- Try it -
The complete listing should be transcribed precisely.

Records to process: Begin

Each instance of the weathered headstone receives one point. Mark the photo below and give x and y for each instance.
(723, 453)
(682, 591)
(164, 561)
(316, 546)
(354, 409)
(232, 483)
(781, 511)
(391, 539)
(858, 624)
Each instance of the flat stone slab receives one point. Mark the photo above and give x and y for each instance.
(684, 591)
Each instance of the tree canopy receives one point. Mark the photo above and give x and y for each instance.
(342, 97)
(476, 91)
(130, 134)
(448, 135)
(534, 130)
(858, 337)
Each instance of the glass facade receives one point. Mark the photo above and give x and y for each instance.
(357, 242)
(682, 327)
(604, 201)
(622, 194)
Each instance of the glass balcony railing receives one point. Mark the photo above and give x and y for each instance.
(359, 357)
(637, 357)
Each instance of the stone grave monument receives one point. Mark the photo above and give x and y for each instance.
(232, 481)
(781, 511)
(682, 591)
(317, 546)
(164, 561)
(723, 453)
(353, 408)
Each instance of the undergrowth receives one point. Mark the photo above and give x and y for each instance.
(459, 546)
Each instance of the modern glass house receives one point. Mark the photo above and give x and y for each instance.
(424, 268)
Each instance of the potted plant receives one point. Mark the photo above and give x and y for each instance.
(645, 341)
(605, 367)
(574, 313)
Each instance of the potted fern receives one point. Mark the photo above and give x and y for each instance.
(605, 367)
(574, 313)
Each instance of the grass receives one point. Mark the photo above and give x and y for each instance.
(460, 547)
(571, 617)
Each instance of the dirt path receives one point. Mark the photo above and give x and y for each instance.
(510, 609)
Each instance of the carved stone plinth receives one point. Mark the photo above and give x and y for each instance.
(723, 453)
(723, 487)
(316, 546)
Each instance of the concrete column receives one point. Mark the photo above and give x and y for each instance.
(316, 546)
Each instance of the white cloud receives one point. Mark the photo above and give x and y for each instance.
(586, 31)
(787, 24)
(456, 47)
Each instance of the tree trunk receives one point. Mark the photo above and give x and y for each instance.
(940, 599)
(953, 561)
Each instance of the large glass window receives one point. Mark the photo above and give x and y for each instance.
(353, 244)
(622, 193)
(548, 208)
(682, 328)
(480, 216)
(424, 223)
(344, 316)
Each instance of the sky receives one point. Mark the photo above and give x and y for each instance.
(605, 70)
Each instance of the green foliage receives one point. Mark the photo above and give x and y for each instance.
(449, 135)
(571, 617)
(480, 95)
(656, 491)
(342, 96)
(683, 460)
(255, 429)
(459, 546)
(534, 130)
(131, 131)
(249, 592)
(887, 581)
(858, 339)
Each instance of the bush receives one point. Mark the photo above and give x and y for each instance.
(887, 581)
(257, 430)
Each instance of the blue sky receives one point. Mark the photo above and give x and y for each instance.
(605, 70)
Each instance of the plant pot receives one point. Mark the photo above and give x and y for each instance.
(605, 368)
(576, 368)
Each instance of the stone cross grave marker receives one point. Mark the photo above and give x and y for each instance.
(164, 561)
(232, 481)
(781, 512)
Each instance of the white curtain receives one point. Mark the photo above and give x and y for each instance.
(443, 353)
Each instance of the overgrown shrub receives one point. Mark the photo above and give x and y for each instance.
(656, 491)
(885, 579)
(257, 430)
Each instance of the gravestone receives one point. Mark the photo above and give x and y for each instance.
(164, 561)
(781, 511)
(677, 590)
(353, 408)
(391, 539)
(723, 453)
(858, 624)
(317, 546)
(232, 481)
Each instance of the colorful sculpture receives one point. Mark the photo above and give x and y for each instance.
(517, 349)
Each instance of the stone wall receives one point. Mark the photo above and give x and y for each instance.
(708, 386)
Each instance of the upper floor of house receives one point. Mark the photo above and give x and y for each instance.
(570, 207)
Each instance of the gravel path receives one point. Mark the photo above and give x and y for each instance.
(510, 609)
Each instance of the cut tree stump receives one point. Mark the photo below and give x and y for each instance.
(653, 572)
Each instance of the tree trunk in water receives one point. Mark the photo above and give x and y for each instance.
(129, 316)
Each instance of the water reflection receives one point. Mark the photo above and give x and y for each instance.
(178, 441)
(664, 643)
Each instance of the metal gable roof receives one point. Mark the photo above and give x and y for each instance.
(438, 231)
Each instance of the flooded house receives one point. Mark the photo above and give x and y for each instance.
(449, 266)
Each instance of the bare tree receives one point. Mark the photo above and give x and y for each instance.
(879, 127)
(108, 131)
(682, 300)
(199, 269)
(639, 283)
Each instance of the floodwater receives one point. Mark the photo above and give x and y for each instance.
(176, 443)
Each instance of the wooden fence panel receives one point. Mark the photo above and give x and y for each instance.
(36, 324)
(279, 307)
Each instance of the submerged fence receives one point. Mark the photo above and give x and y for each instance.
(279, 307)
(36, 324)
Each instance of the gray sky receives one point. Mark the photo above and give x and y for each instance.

Records to process: End

- Solution for this exercise -
Each instance of the weathered headstone receives one point. Mark the photo below and give x and y for each instance.
(723, 453)
(682, 591)
(164, 561)
(316, 546)
(354, 409)
(232, 483)
(781, 511)
(391, 539)
(858, 624)
Each instance of the flat stone slab receives one point. Mark the photo above and give x and y for each instance.
(684, 591)
Each instance of the tree canopy receives one point. Mark the photo above and give x and y for each instance.
(342, 97)
(476, 91)
(130, 134)
(448, 135)
(534, 130)
(858, 337)
Each instance of the glass facade receives one point. Mark the photo above and give x and y for each instance.
(357, 242)
(682, 327)
(604, 201)
(622, 194)
Each instance of the glass balcony railing receives one point. Mark the photo above and give x and y for each instance.
(359, 357)
(637, 357)
Each instance of the stone grave monument receives one point. Mark the photo above and give x and y for each instance.
(232, 481)
(781, 511)
(682, 591)
(317, 546)
(164, 561)
(723, 453)
(353, 408)
Each instance of the undergrowth receives one point. Mark the photo above and give x and y for each instance.
(459, 546)
Each instance of the modern glass house receives one point. Mark the photo above and give x and y for each instance.
(424, 268)
Each instance of the potted plant receives one point. Mark the photo above and give x and y for each instance.
(645, 341)
(605, 367)
(574, 313)
Each instance of the potted fern receives one point. Mark the photo above and give x and y for each instance.
(605, 367)
(574, 313)
Each instance of the grass receives one point. Mark the photo above and give x and y for each instance.
(460, 547)
(571, 617)
Each instance of the dirt path receives one point. Mark the photo above and give x and y for each instance.
(510, 609)
Each instance of the carved stone plinth receives one point. Mark the photo above and give x and y for each instance.
(723, 453)
(723, 487)
(316, 546)
Each instance of the concrete column receives one point. Mark the photo above and give x and y for each instance.
(316, 546)
Each instance of the white cloud receives one point. Mark the photo above and give x and y for each instance.
(586, 31)
(787, 24)
(456, 47)
Each instance of the tree trunk receives one point. Mark the photo above and give x and y for each instance.
(940, 599)
(953, 561)
Each instance of the large glass window receives one point. Mark the photo above and give x and y for each instance.
(353, 244)
(622, 193)
(548, 208)
(682, 328)
(480, 216)
(424, 223)
(344, 316)
Each instance of the sky receives one point. Mark the photo above and give x and y for each instance.
(605, 70)
Each instance of the green foliage receives one point. Mark the photo above and give x and y for each instance.
(449, 135)
(571, 617)
(480, 95)
(656, 491)
(342, 96)
(683, 460)
(255, 429)
(459, 546)
(534, 130)
(131, 131)
(249, 592)
(887, 581)
(858, 339)
Each instance of the bush receives one point. Mark the photo above and give x and y for each instance.
(887, 581)
(257, 430)
Each instance of the blue sky receives one point. Mark the photo above and give x and y for each instance.
(605, 70)
Each instance of the plant pot receives one point. Mark the photo above and give x and y for each instance.
(605, 368)
(576, 368)
Each instance of the stone cross grave marker receives one point. Mark the photo above and give x and y for each instance.
(164, 561)
(232, 481)
(781, 512)
Each instance of the white curtain receives one point. Mark the photo above and give x and y for each instance.
(443, 353)
Each instance of the overgrown shrub receives one point. Mark the photo above and give x and y for each instance.
(656, 491)
(885, 579)
(257, 430)
Each instance of the gravestone receives one point. Mark the photo above and give x and y for each instance.
(164, 561)
(781, 511)
(677, 590)
(353, 408)
(391, 539)
(723, 453)
(858, 624)
(317, 546)
(232, 481)
Each instance of the colorful sculpture receives one point. Mark the photo above and give x and y for each instance.
(517, 349)
Each instance of the stone wall receives one point. Mark the photo above and give x and y for each instance.
(708, 386)
Each instance of the upper floor of house receives one point. Mark the photo above and give x and y for each instance.
(570, 207)
Each instance of the gravel path receives one point. Mark the photo above and give x and y for each instance.
(510, 609)
Each instance of the cut tree stump receives one point. Mark the photo below and give x and y for each instance.
(653, 572)
Each instance of the tree trunk in water receives one point. Mark the photo above and give x and y for each instance.
(129, 316)
Each instance of the water reflection receives one point. Mark the photo above and give x and y for each instance.
(178, 441)
(664, 643)
Each instance of the metal gable roof receives one point. Mark the photo above and give x and y for each instance.
(438, 231)
Each instance of the flooded house receives one point. Mark the photo above and give x and y for each instance.
(449, 266)
Each instance of the bare tree receives one point. Mark the photo above and give x and y for each instance.
(879, 127)
(108, 131)
(682, 300)
(199, 269)
(639, 283)
Each instance of the floodwater receives one point. Mark the photo above and give x and y for each instance.
(176, 443)
Each instance of the wooden fence panel receives one point. Mark the photo above and give x and y for each instance.
(36, 324)
(279, 307)
Each instance of the submerged fence receives one point. Mark the photo above and give x and y for each instance.
(279, 307)
(36, 324)
Each instance of the gray sky receives one point. Mark the photo above and give x and y for each instance.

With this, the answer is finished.